** begin The data **
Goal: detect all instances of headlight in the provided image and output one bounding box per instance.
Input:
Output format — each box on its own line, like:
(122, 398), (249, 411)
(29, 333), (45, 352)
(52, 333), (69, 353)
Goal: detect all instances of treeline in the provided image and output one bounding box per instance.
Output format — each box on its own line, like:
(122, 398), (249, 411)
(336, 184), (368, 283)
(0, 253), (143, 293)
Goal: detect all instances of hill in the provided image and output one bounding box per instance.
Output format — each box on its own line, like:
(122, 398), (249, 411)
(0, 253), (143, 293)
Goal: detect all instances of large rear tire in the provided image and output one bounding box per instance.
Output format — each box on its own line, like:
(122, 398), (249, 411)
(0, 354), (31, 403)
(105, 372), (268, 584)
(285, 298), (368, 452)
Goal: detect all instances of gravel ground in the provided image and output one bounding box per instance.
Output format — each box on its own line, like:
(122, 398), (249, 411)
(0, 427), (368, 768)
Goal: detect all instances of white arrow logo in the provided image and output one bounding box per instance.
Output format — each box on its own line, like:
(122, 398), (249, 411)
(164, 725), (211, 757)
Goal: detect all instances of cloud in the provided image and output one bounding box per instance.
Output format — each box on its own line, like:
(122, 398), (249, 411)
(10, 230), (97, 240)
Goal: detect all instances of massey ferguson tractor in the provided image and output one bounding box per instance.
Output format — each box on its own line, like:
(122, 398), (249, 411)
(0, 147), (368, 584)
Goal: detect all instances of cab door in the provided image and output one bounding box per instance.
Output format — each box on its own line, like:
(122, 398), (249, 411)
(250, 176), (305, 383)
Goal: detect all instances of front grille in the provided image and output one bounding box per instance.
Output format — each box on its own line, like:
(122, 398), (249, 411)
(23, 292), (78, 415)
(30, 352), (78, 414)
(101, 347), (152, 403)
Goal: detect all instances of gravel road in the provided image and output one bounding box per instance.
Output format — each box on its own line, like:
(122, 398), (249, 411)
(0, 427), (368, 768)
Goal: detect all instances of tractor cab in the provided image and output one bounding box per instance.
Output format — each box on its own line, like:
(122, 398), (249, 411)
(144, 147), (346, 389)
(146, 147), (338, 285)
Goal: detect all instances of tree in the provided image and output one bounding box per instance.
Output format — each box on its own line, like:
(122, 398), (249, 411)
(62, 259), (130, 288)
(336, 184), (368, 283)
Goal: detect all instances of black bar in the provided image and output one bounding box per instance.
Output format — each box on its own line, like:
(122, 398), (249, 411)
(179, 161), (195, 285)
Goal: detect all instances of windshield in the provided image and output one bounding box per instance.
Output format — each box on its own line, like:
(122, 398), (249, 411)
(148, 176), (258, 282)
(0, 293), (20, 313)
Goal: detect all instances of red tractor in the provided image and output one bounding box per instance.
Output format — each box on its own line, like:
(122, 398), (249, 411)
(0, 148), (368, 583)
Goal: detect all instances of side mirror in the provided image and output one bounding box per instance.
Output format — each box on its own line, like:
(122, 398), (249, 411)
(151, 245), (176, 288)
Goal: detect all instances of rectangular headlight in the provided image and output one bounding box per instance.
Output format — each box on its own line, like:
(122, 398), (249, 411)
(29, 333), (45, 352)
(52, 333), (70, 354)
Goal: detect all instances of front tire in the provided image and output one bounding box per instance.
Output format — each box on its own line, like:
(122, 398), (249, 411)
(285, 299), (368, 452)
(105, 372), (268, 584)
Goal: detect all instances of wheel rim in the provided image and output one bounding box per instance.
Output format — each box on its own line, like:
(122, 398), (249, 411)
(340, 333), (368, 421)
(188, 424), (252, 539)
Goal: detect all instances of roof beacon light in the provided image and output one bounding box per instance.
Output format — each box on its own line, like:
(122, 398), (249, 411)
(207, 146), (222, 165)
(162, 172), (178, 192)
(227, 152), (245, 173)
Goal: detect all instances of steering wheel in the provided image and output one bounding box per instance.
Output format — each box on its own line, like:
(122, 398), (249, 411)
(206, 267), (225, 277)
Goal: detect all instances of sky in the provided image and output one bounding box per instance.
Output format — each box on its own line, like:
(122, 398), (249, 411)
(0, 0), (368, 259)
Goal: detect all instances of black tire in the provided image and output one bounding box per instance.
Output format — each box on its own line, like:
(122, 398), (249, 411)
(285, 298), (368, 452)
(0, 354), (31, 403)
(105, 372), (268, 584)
** end The data **
> _The task_
Reproduce the entire listing above, substituting "Objective" for every occurrence of "Goal" and leaving all other text unchanged.

> _Result of this exercise_
Objective: detect all instances of headlight in the provided image and output one bounding box per instance.
Input:
Output format — each box on its own line, like:
(122, 398), (249, 411)
(29, 333), (45, 352)
(52, 333), (69, 353)
Objective: detect all instances of treeline in the provided image and output one bounding box per instance.
Output format — each box on its own line, like:
(122, 398), (249, 411)
(336, 184), (368, 283)
(0, 253), (143, 293)
Objective: detect all instances of hill in the provided image and output one bounding box per instance.
Output format — each box on its own line, like:
(122, 398), (249, 411)
(0, 253), (143, 293)
Objective: detect all instances of large rear tire in the provided image and output one bounding box per instance.
Output format — each box on its own line, like:
(122, 398), (249, 411)
(0, 354), (31, 403)
(105, 372), (268, 584)
(285, 298), (368, 452)
Objective: detect all instances of gravel ground in the provided image and output one bounding box per instance.
Output format — each box on its own line, like:
(122, 398), (249, 411)
(0, 427), (368, 768)
Objective: detect all instances of white arrow logo in the provided image and output one bounding box per instance.
Output format — each box on its own line, like:
(122, 398), (249, 411)
(164, 725), (211, 757)
Objective: detect all instances of cloud in the provided image and output one bounding box per instance.
Output format — each box on its own line, like:
(122, 398), (249, 411)
(10, 230), (97, 240)
Objective: detect all instances of massey ferguson tractor in the provided image and output one bounding box per instance.
Output format — each box on its own line, like:
(122, 398), (249, 411)
(0, 147), (368, 584)
Objective: detect all instances of cab door in the provided image and output one bounding box per instance.
Output format — each box on its own line, like:
(122, 398), (249, 411)
(250, 176), (305, 383)
Objective: detect all instances of front grille in the provided image and output one bounding box per instance.
Output format — each box on its own line, like:
(122, 398), (249, 411)
(23, 292), (78, 415)
(30, 352), (78, 414)
(101, 347), (152, 403)
Objective: detect all instances of gravel road in the provided image and output one bounding box per instance.
Output format — each box on its own line, like:
(122, 398), (249, 411)
(0, 427), (368, 768)
Objective: detect all instances of tractor cab in the provided image and output one bounding box per instance.
Output format — each box on its own line, like:
(122, 398), (249, 411)
(144, 147), (346, 389)
(146, 147), (338, 285)
Objective: detect all instances of tree in the provided image and output one bounding box per instance.
Output format — each box on its own line, like:
(122, 398), (249, 411)
(62, 259), (130, 288)
(336, 184), (368, 283)
Objective: detect all instances of black bar in the provided image and output one bounding box per instance.
Output format — each box on its own line, like:
(122, 398), (249, 411)
(179, 161), (195, 285)
Objective: detect all instances of windshield in the provided image and output one bounding box per instance.
Output format — each box on its own line, like:
(122, 398), (249, 411)
(148, 176), (258, 282)
(0, 293), (20, 313)
Objective: detect all instances of red tractor in the provided image and output one bounding box per instance.
Output format — each box on its own line, like:
(122, 398), (249, 411)
(0, 148), (368, 583)
Objective: detect all instances of side mirror in the provided image and output one bounding box per instance.
Output format — each box on its own line, like:
(122, 398), (249, 411)
(151, 245), (176, 288)
Objective: detect all instances of rectangular headlight in the provided image and output one bounding box per instance.
Output format — each box on its own line, like:
(122, 398), (249, 411)
(29, 333), (45, 352)
(52, 333), (70, 354)
Objective: detect all instances of front tire in the provided image and output one bounding box per instance.
Output format — each box on its own line, like:
(122, 398), (249, 411)
(285, 299), (368, 452)
(105, 372), (268, 584)
Objective: detect all instances of wheel rim in the provided image and output one bounding box per instance.
Output format — each box on its own line, like:
(122, 398), (249, 411)
(340, 333), (368, 421)
(188, 424), (252, 539)
Objective: detect all instances of roof beacon light in the provided image and output one bounding box per instance.
Output format — each box on its own line, like:
(122, 398), (249, 411)
(207, 146), (222, 165)
(162, 172), (178, 192)
(227, 152), (245, 173)
Objective: detect all instances of steering wheel in the provided image and output one bounding box per instance.
Output format — each box on its own line, like:
(122, 398), (249, 411)
(206, 267), (225, 277)
Objective: detect all instances of sky in the provided image and output one bounding box per instance.
Output format — each box on its own line, like:
(122, 398), (249, 411)
(0, 0), (368, 259)
Objective: detect all instances of black tire in the provided image and output one bounding box per instance.
Output format — each box on its own line, like:
(122, 398), (249, 411)
(285, 298), (368, 452)
(0, 354), (31, 403)
(105, 372), (268, 584)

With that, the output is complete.